When “instant runoff voting” is defined in the new Idaho Code section 34-119, it is said to be “the method of casting and tabulating votes described in section 34-1218,” which is also a new section. The misleading part in section 34-119 is the sentence that states, “voters may rank candidates by order of preference, each ballot counts as a single vote for its highest-ranked active candidate,” but the candidate receiving the fewest votes is eliminated, and votes for that candidate are assigned upward “to each ballot’s next-highest ranked active candidate.” In short, any vote made after the first choice will be reassigned by the process of tabulation to the next least-favored candidate. Why would Idaho purposefully assign votes to the least favored candidate?
After reading the proposed amended Idaho Code section 34-904, and the proposed amended Idaho Code 34-904A, it is difficult to see whether Idaho has two primaries or one. It appears that there will be two ballots, one for precinct committeemen of parties, and a second where all the other candidates will be mixed in together. To further dilute political party policy and principle cohesiveness and thus articulable challenges, a political party may currently allow electors designated as unaffiliated, and electors actually registered to a different political party to vote in that party’s primary election, see proposed amended Idaho Code section 34-904A(2). Why a party would ever do this after Proposition 1 is unknown. On the other ballot, “Every qualified elector shall be allowed to vote in the top four primary election, regardless of party affiliation.” This is the so-called open primary.
An open primary means that political party activities will not focus on candidates challenging each other over policy or principles. It means that Idaho will cement into law a uni-party voting system, where policy and principles are irrelevant. A fight over policy and principles will waste time, because interlopers with other policies and principles will intervene to create a mish-mash. If the candidate with the fewest votes is cast aside, and those votes are transferred to the next highest candidate, then the weakest candidates on policy and principles will be preferred. Candidates who have little knowledge of policy, and those who lack principles should not gain an advantage. This law would harm Idaho, and Proposition 1 should fail, so policies and principles are not destroyed in favor of pablum.
The ballot disclaimers in proposed Idaho Code section 34-904(4) and 34-906(3) and (5) confirm that a candidate’s chosen affiliation “does not imply that the candidate is nominated or endorsed by the political party or political group or that the political party or political group approves of or associates with that candidate, but only that the candidate is registered as affiliated with the party or group.” In short, you can still register for any party, which is traditionally a public representation about your policy positions and principles. But, the fine print indicates being associated with a political party means nothing. If a party does not nominate a candidate, or endorse a candidate, or approve of a candidate, or associate with a candidate, then a cogent voter should recognize that the candidate does not represent that party’s policy positions and principles. Proposition 1 encourages wolves in sheep’s clothing.

Raw data:

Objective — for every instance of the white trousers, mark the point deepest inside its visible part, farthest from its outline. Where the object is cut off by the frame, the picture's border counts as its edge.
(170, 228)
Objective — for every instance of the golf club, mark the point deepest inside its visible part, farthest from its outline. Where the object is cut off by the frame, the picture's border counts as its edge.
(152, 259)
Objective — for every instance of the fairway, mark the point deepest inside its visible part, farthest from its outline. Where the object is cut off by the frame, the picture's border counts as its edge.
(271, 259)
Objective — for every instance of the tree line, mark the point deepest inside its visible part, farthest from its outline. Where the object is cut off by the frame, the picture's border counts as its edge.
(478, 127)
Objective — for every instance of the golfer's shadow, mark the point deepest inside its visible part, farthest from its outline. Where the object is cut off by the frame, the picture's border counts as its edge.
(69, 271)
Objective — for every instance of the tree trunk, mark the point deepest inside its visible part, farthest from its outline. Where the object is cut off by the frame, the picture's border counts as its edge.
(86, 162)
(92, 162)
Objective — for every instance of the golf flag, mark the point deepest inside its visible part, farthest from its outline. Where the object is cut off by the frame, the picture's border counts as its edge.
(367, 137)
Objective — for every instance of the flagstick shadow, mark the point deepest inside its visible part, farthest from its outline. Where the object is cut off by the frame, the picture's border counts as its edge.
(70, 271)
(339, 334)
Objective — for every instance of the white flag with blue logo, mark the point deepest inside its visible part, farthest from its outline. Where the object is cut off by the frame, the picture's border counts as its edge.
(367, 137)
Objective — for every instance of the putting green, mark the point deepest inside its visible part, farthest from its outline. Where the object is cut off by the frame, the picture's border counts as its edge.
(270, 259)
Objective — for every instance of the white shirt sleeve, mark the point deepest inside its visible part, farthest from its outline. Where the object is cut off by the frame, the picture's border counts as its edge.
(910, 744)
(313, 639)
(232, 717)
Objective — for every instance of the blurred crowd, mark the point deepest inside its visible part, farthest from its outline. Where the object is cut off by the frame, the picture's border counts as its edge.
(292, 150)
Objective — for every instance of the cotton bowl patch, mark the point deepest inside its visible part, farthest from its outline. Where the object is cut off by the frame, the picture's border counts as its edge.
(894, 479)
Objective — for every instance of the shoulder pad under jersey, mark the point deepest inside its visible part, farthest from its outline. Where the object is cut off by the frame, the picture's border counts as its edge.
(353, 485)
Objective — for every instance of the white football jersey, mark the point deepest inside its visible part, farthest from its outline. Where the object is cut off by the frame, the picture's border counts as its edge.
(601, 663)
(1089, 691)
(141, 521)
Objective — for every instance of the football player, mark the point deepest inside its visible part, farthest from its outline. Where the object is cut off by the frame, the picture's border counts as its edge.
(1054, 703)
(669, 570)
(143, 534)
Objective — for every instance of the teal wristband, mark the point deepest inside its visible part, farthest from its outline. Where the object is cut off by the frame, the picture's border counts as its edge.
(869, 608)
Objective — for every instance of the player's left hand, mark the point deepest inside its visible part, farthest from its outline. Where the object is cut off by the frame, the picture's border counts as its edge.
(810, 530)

Requests:
(1) Rewrite the paragraph of the Proposition 1 commentary that begins "The ballot disclaimers" in a shorter form that keeps its main facts.
(2) Repeat word for word the part of the Proposition 1 commentary that opens with the words containing "After reading the" and closes with "so-called open primary.".

Answers by task:
(1) Ballot disclaimers in proposed Idaho Code sections 34-904(4) and 34-906(3) and (5) say that a candidate's listed affiliation does not mean the party nominated, endorsed, approved of, or associates with the candidate. It means only that the candidate is registered with that party or group. Anyone can still register with any party, which has traditionally been a public statement of policy positions and principles. The fine print, however, makes that association meaningless. A cogent voter should recognize that a candidate whom the party does not nominate, endorse, approve of, or associate with does not represent the party's positions and principles. Proposition 1 therefore encourages wolves in sheep's clothing.

(2)
After reading the proposed amended Idaho Code section 34-904, and the proposed amended Idaho Code 34-904A, it is difficult to see whether Idaho has two primaries or one. It appears that there will be two ballots, one for precinct committeemen of parties, and a second where all the other candidates will be mixed in together. To further dilute political party policy and principle cohesiveness and thus articulable challenges, a political party may currently allow electors designated as unaffiliated, and electors actually registered to a different political party to vote in that party’s primary election, see proposed amended Idaho Code section 34-904A(2). Why a party would ever do this after Proposition 1 is unknown. On the other ballot, “Every qualified elector shall be allowed to vote in the top four primary election, regardless of party affiliation.” This is the so-called open primary.